● **Task statement**:
Among the entries below, find every line that contains the string "pink", then copy it.
*** Begin section ***
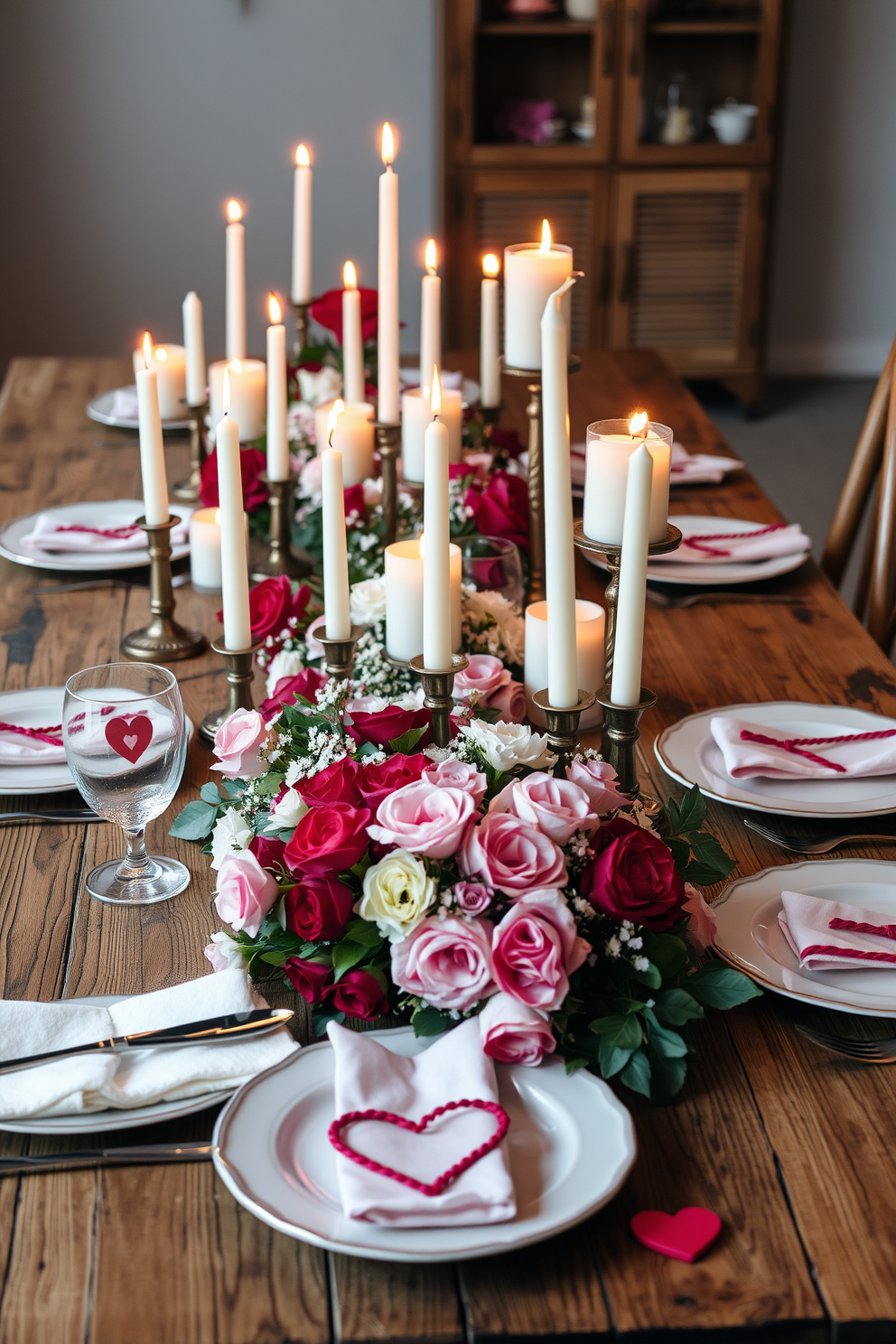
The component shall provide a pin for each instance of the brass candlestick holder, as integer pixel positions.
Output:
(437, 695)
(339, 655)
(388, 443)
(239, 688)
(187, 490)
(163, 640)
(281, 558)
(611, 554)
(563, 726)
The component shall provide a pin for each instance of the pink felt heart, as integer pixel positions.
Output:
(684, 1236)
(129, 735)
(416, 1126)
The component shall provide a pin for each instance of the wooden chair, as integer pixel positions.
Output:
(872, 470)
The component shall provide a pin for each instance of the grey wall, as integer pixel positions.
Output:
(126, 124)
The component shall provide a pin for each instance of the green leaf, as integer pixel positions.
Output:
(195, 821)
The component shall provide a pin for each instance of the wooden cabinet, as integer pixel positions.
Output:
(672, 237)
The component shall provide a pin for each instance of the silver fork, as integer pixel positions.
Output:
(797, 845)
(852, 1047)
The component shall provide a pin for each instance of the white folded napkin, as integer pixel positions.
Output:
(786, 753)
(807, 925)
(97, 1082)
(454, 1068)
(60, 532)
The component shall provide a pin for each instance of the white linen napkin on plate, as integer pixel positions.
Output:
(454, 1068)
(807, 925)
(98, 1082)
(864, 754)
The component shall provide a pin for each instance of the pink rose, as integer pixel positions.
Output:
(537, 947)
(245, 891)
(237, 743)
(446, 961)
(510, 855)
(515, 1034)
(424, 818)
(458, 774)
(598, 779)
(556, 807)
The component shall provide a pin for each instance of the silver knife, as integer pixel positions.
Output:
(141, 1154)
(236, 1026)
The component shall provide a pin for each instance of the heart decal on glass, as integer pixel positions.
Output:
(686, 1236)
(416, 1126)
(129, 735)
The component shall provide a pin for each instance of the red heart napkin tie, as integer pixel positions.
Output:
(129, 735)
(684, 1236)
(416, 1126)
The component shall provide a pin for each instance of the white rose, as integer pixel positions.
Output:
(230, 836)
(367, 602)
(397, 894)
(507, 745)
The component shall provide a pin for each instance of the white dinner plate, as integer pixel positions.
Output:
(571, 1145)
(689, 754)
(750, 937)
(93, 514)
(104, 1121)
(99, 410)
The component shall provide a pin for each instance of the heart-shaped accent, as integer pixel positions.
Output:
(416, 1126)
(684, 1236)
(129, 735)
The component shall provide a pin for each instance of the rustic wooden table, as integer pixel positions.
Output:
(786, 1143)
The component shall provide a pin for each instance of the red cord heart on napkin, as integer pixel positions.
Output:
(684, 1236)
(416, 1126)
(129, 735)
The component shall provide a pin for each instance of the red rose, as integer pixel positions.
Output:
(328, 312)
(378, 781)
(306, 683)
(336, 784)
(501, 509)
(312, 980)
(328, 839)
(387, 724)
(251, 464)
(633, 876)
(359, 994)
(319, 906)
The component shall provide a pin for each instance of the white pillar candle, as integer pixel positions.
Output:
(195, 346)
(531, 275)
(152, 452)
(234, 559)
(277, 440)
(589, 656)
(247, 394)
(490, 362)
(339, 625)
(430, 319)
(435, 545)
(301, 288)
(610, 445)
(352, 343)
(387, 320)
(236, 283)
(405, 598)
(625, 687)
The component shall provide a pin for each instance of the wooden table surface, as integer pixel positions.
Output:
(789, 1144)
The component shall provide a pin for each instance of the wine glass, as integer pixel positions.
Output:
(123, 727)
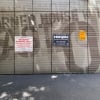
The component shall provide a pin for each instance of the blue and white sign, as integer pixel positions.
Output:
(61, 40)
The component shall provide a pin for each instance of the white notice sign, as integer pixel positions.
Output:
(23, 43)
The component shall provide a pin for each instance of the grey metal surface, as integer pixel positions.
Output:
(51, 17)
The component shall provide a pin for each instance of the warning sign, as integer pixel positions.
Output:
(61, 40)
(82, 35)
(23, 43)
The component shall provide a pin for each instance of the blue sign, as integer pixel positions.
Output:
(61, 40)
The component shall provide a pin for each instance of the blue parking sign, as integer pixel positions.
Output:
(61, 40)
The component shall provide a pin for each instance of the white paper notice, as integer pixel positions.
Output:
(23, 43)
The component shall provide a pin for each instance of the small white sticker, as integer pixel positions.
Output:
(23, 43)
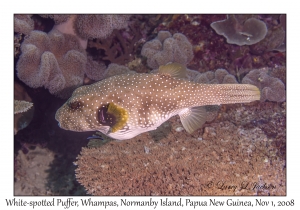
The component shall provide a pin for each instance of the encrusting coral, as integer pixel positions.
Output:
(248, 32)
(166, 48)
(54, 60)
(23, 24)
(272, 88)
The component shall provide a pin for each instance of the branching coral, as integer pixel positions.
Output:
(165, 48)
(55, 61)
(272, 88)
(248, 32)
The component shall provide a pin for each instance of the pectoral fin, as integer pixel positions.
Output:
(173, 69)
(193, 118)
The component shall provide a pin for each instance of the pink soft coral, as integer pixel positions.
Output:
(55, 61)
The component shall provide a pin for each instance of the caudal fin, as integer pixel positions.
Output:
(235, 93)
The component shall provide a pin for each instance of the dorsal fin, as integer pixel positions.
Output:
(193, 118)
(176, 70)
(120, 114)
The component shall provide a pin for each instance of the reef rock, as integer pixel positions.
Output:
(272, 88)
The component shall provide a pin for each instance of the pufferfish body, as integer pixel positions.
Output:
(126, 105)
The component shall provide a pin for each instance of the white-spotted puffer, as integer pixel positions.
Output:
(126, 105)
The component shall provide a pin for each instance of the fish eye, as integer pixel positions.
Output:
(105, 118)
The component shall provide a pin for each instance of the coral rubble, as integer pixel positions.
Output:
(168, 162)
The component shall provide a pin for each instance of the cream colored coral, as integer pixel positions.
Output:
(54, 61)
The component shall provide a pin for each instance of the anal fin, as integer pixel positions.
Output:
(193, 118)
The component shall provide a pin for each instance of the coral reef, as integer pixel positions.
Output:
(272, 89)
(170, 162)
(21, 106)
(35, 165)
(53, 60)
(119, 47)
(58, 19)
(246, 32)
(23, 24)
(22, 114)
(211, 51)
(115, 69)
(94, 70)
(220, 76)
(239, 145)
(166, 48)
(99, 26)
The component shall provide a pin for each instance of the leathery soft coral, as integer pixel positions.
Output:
*** End section ***
● **Reply**:
The component shall provide a pin for each instance of the pink felt heart, as integer pixel positions.
The component shall provide a pin for each instance of the pink rose, as integer pixel positions.
The component shall provide a pin for each instance of the pink soft coral, as integer pixel positions.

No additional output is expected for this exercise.